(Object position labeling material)
[Start]
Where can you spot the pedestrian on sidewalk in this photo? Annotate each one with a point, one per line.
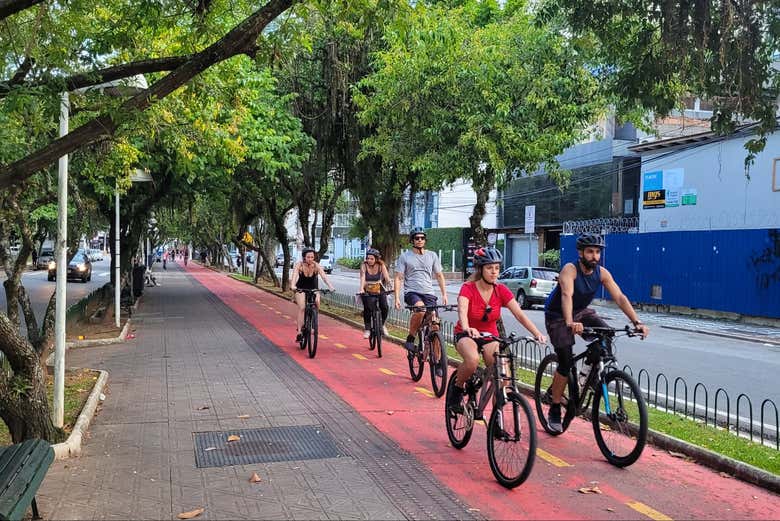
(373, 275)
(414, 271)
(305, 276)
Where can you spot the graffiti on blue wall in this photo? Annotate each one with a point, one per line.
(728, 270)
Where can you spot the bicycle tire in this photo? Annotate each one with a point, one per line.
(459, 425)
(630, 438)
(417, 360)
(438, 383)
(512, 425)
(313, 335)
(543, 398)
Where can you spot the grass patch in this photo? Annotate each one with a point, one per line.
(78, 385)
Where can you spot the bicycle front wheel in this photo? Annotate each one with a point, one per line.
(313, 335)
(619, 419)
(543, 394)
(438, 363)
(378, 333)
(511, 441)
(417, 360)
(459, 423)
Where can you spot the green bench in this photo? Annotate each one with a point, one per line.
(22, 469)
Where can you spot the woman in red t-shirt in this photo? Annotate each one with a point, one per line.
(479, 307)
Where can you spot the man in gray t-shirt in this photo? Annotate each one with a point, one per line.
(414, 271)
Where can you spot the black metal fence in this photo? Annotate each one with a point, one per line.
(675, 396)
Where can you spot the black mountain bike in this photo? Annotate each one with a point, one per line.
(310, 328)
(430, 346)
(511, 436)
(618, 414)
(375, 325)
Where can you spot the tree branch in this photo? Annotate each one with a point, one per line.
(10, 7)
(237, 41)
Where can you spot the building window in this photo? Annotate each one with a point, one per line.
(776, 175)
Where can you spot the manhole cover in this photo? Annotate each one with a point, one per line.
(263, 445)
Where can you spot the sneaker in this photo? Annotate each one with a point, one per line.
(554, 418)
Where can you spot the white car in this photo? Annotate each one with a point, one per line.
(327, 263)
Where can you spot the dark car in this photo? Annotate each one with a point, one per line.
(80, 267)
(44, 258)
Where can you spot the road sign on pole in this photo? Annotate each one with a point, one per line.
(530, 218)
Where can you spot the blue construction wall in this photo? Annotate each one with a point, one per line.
[End]
[Start]
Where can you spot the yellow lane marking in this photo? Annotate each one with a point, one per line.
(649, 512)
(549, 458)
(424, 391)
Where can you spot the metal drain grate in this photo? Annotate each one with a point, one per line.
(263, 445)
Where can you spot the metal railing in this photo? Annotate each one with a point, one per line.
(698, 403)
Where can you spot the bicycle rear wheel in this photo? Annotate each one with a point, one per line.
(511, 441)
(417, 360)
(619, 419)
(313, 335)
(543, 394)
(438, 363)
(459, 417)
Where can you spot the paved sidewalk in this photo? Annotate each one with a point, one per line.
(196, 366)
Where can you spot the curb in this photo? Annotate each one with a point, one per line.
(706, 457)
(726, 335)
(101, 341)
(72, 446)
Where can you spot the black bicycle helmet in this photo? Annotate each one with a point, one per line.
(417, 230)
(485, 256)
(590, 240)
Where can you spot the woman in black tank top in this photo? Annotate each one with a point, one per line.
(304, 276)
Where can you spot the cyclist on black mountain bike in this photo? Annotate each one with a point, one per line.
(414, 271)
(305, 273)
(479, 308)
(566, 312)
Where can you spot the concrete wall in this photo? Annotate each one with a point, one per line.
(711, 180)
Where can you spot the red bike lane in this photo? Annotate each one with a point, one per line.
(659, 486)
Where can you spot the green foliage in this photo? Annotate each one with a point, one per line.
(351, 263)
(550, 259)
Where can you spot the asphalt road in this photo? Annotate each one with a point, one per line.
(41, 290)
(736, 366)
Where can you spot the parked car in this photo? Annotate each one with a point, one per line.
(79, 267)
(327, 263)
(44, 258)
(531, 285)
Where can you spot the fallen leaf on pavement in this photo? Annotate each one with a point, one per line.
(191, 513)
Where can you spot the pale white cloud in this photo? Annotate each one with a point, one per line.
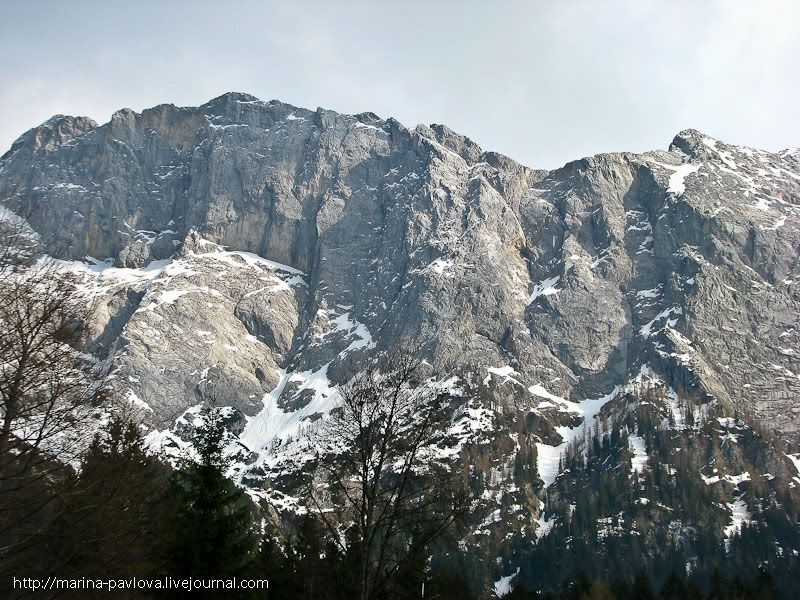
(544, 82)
[End]
Turn everything in the material from the line containing "Where can you spot the manhole" down to the line containing "Where can you spot the blue", both included, into a Markdown table with the columns "No." and "Entry", giving each line its own numbered row and leaving out blank lines.

| No. | Entry |
|---|---|
| 1 | Where can you spot the manhole cover in this photo? Annotate each one with a point, one per line. |
| 2 | (263, 445) |
| 3 | Where can you spot the sneaker in this photo? Annotate each one with a point, one per line. |
| 4 | (554, 418) |
| 5 | Where can you spot the white car in this photo? Annotate each one with a point, one per line. |
| 6 | (327, 263) |
| 7 | Where can you spot the dark car in this photo? Annotate each one with a point, one per line. |
| 8 | (80, 267) |
| 9 | (44, 258) |
| 10 | Where can you spot the road sign on pole in this photo? Annotate each one with a point, one per line. |
| 11 | (530, 218) |
| 12 | Where can you spot the blue construction wall in this photo? Annotate each one with a point, one per line. |